**Exercise objective**
The required output is the line with "x=805 y=399" and each line that follows it to the end of the entries below, copied exactly and with nothing added.

**Input**
§ §

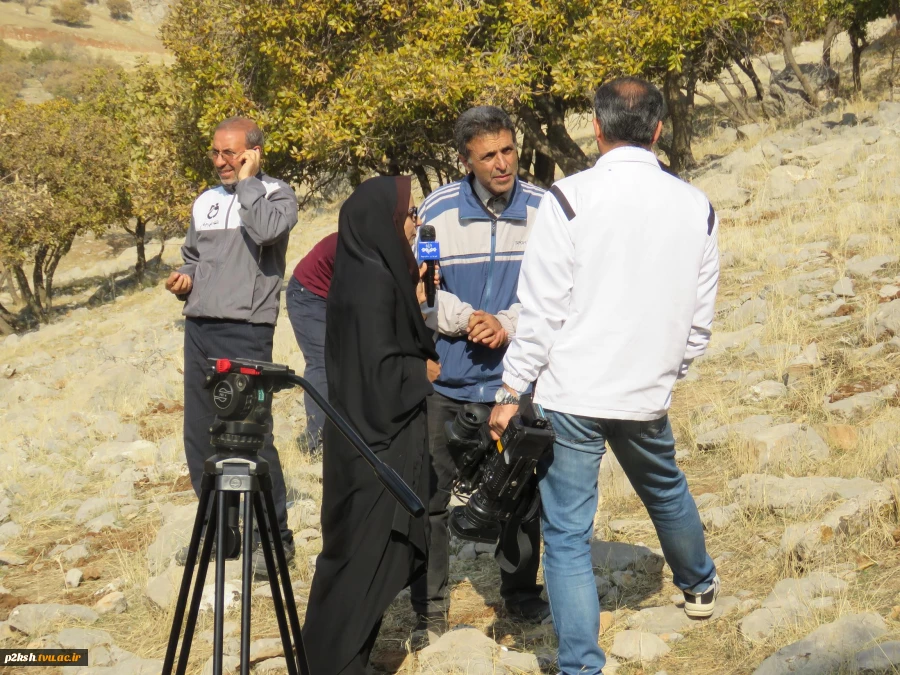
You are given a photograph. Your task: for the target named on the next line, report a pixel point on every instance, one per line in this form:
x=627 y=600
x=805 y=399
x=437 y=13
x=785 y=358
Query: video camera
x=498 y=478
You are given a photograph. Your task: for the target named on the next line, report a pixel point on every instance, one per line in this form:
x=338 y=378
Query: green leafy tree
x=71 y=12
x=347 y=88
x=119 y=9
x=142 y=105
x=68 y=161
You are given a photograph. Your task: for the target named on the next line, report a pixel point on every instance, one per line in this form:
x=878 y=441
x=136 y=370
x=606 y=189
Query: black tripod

§ §

**Answer area**
x=805 y=399
x=437 y=13
x=785 y=358
Query: video camera
x=498 y=478
You are given a photograph. Your task: for the target named on the next line, report a pixel point on every instance, one per line in this form:
x=338 y=378
Query: green leafy tree
x=71 y=12
x=347 y=88
x=119 y=9
x=142 y=105
x=68 y=161
You are given a photograph. Your task: for the target named on the next line, report a pixel point on every instance, one per line in this form:
x=878 y=441
x=136 y=370
x=606 y=189
Query: black tripod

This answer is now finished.